====== Rows

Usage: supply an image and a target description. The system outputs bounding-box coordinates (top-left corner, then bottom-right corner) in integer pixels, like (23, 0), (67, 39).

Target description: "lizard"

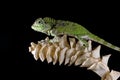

(31, 17), (120, 52)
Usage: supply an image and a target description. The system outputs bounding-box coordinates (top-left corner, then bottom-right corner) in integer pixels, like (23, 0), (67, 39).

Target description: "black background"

(0, 2), (120, 80)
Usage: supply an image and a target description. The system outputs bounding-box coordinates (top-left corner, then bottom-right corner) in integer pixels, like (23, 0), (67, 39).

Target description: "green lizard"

(31, 17), (120, 52)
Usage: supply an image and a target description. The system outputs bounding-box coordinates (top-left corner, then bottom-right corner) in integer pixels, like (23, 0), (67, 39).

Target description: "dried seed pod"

(29, 35), (120, 80)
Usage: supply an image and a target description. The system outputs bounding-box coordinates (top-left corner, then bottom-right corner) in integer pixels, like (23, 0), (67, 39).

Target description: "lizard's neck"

(43, 17), (56, 26)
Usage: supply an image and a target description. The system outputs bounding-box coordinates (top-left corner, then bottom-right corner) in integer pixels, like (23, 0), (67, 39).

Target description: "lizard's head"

(31, 18), (51, 34)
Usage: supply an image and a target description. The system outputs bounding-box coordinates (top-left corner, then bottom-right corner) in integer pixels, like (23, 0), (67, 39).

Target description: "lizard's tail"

(91, 35), (120, 52)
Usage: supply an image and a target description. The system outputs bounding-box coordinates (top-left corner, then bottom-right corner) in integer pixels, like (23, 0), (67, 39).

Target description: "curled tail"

(90, 35), (120, 52)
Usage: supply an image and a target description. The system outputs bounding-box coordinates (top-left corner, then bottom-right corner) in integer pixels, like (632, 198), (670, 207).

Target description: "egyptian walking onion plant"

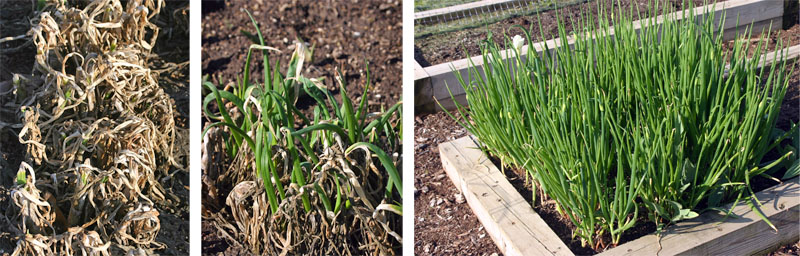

(203, 9), (403, 240)
(451, 1), (797, 248)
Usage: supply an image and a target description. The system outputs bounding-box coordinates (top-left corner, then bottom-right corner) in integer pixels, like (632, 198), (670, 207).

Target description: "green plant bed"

(444, 1), (800, 250)
(203, 9), (403, 255)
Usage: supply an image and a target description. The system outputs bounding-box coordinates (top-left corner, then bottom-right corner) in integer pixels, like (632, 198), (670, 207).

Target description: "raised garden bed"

(414, 0), (788, 112)
(439, 136), (800, 255)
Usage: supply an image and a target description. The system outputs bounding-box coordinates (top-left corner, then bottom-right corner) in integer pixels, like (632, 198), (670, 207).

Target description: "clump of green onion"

(446, 1), (797, 248)
(203, 8), (403, 254)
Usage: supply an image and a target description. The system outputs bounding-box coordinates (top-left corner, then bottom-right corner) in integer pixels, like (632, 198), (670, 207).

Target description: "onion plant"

(203, 9), (403, 239)
(446, 1), (796, 248)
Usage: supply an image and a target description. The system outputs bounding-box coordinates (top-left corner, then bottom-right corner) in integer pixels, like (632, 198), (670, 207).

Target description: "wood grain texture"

(414, 0), (783, 111)
(599, 179), (800, 256)
(439, 136), (800, 256)
(439, 136), (573, 255)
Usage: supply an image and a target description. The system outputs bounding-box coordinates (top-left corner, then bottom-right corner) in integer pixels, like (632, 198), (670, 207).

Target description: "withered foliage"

(0, 0), (187, 255)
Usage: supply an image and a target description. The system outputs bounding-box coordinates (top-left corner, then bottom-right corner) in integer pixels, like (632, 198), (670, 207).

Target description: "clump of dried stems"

(4, 0), (186, 255)
(203, 9), (403, 255)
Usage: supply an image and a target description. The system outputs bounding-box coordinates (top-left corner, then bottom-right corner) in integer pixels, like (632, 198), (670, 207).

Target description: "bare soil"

(414, 0), (722, 67)
(202, 0), (403, 115)
(0, 1), (189, 255)
(202, 0), (402, 255)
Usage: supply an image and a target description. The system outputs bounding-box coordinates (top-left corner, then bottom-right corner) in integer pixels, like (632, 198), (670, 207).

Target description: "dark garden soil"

(202, 0), (403, 115)
(414, 5), (800, 255)
(414, 0), (721, 67)
(767, 241), (800, 256)
(202, 0), (403, 255)
(0, 1), (189, 255)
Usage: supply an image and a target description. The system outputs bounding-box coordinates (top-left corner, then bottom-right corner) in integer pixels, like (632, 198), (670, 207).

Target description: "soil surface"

(202, 0), (402, 255)
(414, 0), (722, 67)
(202, 0), (403, 114)
(414, 6), (800, 255)
(767, 241), (800, 256)
(0, 1), (189, 255)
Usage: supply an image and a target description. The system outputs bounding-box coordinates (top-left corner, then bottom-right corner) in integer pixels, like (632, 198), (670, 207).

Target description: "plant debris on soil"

(0, 0), (189, 255)
(202, 0), (402, 255)
(202, 0), (403, 114)
(414, 0), (722, 67)
(414, 3), (800, 255)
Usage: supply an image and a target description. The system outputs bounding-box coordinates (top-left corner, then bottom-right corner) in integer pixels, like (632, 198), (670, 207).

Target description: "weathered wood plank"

(439, 137), (573, 255)
(439, 136), (800, 256)
(414, 0), (783, 111)
(600, 179), (800, 256)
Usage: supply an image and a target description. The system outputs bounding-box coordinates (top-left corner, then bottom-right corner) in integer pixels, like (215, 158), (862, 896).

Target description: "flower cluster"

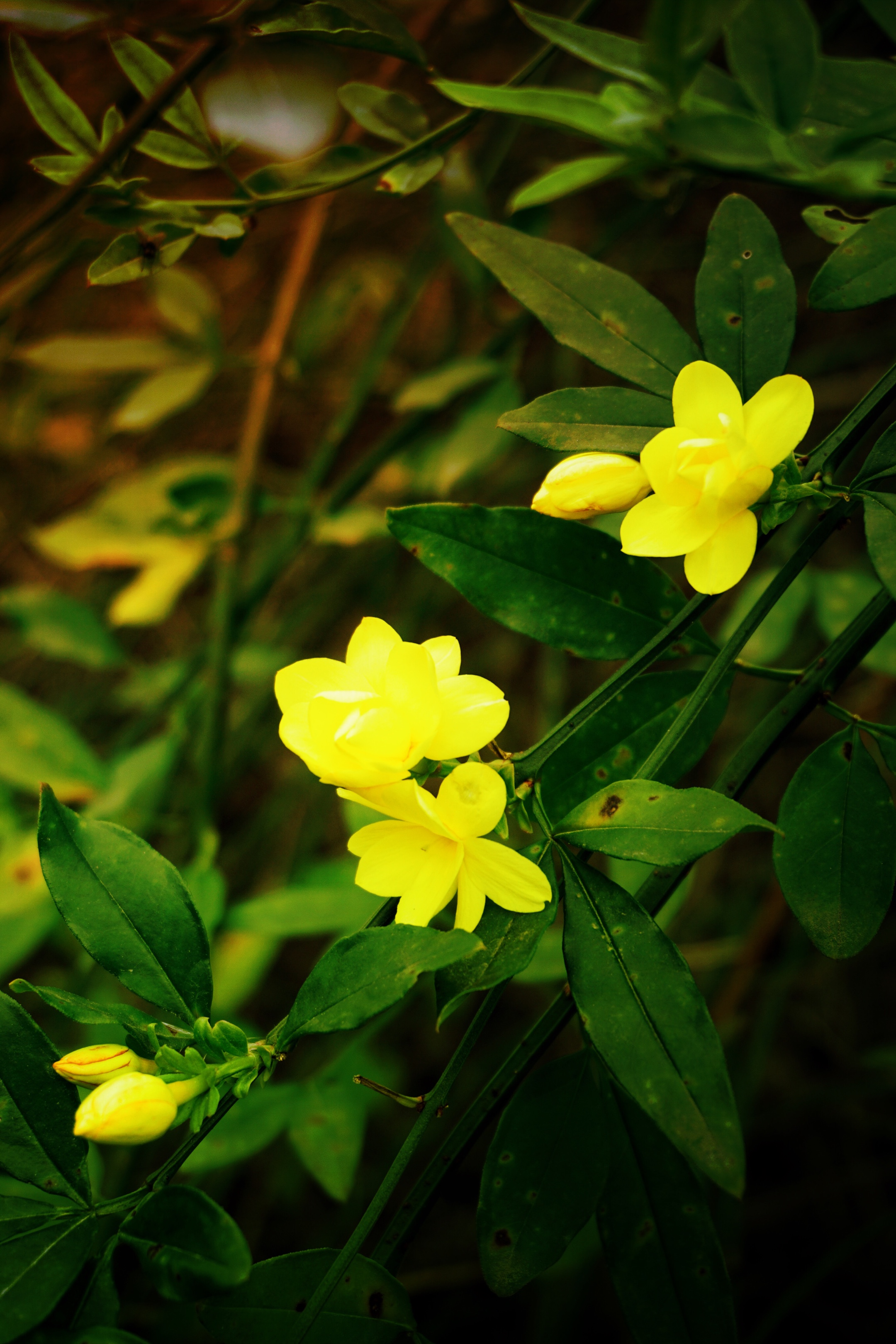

============

Set problem: Which lines in the material above contain the string "soil"? List every such line in full, treating uppercase and lowercase as different.

Full output:
Target description: "bare soil"
Target description: "dark garden soil"
Target description: "soil surface"
Target description: "plant debris on soil"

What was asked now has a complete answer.